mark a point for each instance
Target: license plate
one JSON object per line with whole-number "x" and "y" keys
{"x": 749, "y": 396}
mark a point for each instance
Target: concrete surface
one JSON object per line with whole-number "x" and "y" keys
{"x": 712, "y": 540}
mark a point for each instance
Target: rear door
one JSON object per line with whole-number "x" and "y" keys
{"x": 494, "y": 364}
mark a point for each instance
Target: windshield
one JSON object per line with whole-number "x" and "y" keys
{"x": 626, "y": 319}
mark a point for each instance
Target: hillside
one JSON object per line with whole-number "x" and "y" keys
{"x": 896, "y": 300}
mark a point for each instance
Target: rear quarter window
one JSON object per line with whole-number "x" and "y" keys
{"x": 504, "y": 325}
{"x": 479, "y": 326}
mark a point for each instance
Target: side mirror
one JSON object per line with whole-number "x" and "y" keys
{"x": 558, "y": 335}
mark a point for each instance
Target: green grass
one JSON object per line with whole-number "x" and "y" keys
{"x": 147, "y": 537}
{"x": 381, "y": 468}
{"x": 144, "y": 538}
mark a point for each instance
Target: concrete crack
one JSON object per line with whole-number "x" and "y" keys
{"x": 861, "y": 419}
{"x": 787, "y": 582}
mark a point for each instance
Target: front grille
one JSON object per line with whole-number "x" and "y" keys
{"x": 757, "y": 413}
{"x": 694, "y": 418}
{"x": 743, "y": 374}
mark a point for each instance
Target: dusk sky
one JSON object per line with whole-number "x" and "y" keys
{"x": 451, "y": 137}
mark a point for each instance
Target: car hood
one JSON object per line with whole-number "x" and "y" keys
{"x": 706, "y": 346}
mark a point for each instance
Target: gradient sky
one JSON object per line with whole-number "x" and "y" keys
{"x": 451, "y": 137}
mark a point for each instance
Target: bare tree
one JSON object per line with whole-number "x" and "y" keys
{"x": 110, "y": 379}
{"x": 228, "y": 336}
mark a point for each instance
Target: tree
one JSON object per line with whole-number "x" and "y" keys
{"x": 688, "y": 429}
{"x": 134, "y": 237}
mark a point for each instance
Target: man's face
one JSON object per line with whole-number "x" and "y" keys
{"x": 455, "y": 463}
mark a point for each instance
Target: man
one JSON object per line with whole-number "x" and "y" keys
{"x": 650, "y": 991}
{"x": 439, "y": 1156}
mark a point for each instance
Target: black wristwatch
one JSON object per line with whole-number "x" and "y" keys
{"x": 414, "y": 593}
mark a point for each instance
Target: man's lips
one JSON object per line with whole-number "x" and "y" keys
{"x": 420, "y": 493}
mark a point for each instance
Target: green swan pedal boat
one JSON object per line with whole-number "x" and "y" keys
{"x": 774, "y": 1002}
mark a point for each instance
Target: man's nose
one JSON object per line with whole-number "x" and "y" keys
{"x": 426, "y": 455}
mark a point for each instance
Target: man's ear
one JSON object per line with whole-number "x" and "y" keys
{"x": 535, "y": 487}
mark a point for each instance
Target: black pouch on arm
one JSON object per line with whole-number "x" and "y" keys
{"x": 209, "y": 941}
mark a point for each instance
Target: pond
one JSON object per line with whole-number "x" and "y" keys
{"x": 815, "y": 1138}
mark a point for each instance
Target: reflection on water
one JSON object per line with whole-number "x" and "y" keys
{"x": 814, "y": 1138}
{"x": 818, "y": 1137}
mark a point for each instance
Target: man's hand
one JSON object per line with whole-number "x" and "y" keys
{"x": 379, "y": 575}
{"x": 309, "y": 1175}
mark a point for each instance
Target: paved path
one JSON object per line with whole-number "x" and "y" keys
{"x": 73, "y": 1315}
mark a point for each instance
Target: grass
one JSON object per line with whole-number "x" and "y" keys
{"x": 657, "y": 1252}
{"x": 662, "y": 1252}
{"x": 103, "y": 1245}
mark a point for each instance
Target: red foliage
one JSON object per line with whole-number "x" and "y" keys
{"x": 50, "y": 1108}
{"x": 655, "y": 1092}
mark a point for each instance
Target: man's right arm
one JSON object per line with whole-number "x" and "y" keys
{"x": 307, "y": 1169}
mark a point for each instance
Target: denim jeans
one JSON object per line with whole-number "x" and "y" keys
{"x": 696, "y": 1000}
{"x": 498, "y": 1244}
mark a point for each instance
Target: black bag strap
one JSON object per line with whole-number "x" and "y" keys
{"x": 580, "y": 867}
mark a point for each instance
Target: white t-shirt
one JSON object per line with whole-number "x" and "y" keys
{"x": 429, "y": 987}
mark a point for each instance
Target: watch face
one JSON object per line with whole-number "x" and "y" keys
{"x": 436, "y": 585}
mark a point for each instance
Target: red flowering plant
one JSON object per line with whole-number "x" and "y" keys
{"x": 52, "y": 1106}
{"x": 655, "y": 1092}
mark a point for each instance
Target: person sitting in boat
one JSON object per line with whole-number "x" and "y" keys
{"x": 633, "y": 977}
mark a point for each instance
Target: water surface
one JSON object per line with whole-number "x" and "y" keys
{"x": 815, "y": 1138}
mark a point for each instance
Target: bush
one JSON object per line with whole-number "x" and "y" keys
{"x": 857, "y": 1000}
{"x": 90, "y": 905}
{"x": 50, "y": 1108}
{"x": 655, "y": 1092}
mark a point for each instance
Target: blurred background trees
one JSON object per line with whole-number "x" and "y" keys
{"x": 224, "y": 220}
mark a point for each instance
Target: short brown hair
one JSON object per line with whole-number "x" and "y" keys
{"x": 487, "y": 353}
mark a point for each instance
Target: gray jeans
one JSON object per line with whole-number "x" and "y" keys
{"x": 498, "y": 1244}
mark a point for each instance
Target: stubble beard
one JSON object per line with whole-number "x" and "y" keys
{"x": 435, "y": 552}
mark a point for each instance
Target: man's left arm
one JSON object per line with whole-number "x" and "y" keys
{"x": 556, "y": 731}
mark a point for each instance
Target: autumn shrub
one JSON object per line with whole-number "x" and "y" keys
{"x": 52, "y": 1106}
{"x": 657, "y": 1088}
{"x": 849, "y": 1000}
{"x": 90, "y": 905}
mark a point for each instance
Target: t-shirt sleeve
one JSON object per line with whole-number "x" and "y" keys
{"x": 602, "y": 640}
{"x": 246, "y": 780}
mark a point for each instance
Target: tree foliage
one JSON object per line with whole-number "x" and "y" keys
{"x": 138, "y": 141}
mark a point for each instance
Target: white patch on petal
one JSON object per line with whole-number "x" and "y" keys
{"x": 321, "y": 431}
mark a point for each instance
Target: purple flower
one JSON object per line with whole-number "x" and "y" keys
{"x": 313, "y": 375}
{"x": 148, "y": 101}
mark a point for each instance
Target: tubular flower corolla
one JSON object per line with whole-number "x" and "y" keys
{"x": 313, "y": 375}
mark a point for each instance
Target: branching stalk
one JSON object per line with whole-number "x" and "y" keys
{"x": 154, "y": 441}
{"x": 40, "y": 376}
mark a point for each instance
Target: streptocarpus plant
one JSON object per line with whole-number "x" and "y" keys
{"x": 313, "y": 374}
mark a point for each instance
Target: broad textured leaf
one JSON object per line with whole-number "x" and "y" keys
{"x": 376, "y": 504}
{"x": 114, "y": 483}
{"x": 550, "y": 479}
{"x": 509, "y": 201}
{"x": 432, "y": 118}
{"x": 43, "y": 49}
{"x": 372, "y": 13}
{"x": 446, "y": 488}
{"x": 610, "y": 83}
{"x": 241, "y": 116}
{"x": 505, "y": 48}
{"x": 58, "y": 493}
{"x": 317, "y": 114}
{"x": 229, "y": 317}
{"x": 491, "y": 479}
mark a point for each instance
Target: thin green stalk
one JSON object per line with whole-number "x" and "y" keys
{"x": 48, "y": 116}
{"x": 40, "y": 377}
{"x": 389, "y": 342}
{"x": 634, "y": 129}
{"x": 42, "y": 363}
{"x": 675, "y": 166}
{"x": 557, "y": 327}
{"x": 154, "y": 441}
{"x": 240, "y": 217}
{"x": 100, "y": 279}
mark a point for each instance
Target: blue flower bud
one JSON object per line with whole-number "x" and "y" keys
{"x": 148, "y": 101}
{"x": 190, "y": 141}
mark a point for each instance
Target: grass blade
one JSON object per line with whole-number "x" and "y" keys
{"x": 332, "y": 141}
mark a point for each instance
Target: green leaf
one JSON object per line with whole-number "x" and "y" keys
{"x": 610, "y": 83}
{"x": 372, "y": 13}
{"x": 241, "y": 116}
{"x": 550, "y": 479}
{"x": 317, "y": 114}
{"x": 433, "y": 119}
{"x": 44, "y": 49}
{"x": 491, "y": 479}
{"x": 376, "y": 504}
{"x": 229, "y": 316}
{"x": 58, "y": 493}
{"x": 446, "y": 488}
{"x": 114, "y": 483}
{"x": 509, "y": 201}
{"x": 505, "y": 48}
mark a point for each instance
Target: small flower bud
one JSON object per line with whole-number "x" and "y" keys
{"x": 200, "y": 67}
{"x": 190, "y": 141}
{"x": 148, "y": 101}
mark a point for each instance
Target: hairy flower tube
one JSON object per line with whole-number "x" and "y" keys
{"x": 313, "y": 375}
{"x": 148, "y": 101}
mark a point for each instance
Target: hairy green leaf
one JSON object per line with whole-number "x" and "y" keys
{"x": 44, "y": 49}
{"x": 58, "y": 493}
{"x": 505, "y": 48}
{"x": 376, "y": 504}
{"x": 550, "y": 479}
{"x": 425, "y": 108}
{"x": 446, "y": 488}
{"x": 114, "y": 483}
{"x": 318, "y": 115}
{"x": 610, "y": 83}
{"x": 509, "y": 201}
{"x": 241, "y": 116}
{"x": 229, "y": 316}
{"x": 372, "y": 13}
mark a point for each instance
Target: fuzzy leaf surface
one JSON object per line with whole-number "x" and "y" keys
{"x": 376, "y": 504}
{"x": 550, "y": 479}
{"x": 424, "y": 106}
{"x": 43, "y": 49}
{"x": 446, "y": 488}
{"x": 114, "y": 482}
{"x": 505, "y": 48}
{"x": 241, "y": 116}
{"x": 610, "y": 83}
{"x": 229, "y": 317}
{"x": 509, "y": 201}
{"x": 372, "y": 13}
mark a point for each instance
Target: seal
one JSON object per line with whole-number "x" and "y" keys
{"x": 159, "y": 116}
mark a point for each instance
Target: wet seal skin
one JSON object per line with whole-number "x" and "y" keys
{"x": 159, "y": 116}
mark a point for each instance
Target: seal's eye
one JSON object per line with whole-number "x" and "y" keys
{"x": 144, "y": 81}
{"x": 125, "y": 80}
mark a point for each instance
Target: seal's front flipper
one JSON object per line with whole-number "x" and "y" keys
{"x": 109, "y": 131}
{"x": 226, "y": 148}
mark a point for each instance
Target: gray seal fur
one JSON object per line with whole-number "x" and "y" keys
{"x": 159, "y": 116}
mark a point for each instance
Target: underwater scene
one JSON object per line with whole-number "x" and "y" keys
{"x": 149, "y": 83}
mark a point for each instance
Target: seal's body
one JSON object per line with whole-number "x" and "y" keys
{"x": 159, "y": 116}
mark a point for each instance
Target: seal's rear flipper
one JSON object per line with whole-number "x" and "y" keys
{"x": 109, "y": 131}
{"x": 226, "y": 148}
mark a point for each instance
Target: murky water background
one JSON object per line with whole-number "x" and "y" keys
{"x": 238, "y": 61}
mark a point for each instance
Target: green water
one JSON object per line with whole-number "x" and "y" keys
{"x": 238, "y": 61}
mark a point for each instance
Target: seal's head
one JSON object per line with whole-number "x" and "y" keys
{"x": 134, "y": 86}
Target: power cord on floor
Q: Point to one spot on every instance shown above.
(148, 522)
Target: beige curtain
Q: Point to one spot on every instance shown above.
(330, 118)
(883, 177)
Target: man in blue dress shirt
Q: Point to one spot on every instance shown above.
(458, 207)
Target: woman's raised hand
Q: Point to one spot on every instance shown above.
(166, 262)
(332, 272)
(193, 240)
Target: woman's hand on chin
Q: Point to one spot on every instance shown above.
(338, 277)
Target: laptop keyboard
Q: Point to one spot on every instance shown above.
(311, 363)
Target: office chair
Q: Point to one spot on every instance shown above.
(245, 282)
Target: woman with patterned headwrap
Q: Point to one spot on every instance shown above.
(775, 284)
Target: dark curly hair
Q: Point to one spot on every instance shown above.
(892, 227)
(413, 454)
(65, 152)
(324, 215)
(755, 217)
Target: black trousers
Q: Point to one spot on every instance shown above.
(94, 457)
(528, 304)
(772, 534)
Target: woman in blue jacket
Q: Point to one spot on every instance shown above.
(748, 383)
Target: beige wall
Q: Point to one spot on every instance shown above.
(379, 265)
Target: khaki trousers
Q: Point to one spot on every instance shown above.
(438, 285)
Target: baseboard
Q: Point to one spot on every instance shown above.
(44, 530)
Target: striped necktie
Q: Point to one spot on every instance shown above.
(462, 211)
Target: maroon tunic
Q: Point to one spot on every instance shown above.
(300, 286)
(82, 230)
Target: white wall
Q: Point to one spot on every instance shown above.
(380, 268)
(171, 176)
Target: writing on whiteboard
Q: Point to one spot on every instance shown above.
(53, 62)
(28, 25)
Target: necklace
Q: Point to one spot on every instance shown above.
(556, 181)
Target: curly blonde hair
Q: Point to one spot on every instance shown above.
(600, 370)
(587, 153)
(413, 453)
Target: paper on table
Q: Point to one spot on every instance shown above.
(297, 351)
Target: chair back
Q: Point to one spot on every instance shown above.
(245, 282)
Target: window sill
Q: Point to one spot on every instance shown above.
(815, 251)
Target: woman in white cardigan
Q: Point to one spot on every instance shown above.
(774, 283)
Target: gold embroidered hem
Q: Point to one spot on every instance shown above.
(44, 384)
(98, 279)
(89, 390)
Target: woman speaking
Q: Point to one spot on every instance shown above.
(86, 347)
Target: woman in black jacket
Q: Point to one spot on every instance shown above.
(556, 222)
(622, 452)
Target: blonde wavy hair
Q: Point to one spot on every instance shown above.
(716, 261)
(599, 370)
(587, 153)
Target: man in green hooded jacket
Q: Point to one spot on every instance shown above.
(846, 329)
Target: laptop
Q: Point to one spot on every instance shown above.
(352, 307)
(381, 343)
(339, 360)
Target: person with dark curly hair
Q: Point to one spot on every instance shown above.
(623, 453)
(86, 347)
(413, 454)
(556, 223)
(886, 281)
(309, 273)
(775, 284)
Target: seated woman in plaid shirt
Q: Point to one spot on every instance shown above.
== == ==
Please copy each line of the records above in which the word "green" can be found.

### Exercise result
Target: green grass
Target: green swan pedal boat
Target: thin green stalk
Target: green leaf
Target: hairy green leaf
Target: green water
Target: man in green hooded jacket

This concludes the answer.